## [PROVIDED TEXT]
Fix estimate_num_groups() to assume that GROUP BY expressions yielding boolean

results always contribute two groups, regardless of the expression contents.
This is very substantially more accurate than the regular heuristic for
certain boolean tests like "col IS NULL".  Per gripe from Sam Mason.

Back-patch to all supported releases, since the behavior of
estimate_num_groups() hasn't changed all that much since 7.4.

src/backend/utils/adt/selfuncs.c

@@ -15,7 +15,7 @@
  *
  *
  * IDENTIFICATION
- *	  $PostgreSQL: pgsql/src/backend/utils/adt/selfuncs.c,v 1.249 2008/05/12 00:00:51 alvherre Exp $
+ *	  $PostgreSQL: pgsql/src/backend/utils/adt/selfuncs.c,v 1.250 2008/07/07 20:24:55 tgl Exp $
  *
  *-------------------------------------------------------------------------
  */
@@ -2645,7 +2645,11 @@ add_unique_group_var(PlannerInfo *root, List *varinfos,
  * case (all possible cross-product terms actually appear as groups) since
  * very often the grouped-by Vars are highly correlated.  Our current approach
  * is as follows:
- *	1.	Reduce the given expressions to a list of unique Vars used.  For
+ *	1.	Expressions yielding boolean are assumed to contribute two groups,
+ *		independently of their content, and are ignored in the subsequent
+ *		steps.  This is mainly because tests like "col IS NULL" break the
+ *		heuristic used in step 2 especially badly.
+ *	2.	Reduce the given expressions to a list of unique Vars used.  For
  *		example, GROUP BY a, a + b is treated the same as GROUP BY a, b.
  *		It is clearly correct not to count the same Var more than once.
  *		It is also reasonable to treat f(x) the same as x: f() cannot
@@ -2655,14 +2659,14 @@ add_unique_group_var(PlannerInfo *root, List *varinfos,
  *		As a special case, if a GROUP BY expression can be matched to an
  *		expressional index for which we have statistics, then we treat the
  *		whole expression as though it were just a Var.
- *	2.	If the list contains Vars of different relations that are known equal
+ *	3.	If the list contains Vars of different relations that are known equal
  *		due to equivalence classes, then drop all but one of the Vars from each
  *		known-equal set, keeping the one with smallest estimated # of values
  *		(since the extra values of the others can't appear in joined rows).
  *		Note the reason we only consider Vars of different relations is that
  *		if we considered ones of the same rel, we'd be double-counting the
  *		restriction selectivity of the equality in the next step.

## [SUPPLIED DATA]
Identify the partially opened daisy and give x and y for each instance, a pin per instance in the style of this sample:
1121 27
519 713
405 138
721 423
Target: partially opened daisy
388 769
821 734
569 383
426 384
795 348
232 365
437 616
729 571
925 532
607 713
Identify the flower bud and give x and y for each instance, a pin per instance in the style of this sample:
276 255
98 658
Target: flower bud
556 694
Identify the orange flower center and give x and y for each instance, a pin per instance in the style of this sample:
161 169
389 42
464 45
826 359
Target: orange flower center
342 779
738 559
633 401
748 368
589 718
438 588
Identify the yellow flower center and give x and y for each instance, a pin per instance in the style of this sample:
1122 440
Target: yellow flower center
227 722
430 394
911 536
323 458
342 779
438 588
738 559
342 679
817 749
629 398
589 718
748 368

## [BRIEF]
In the commit message above, rewrite the paragraph beginning "Back-patch to all supported releases" in a shorter form that keeps its main facts.

## [TASK ANSWER]
Back-patch to every supported release, because estimate_num_groups() has changed little since 7.4.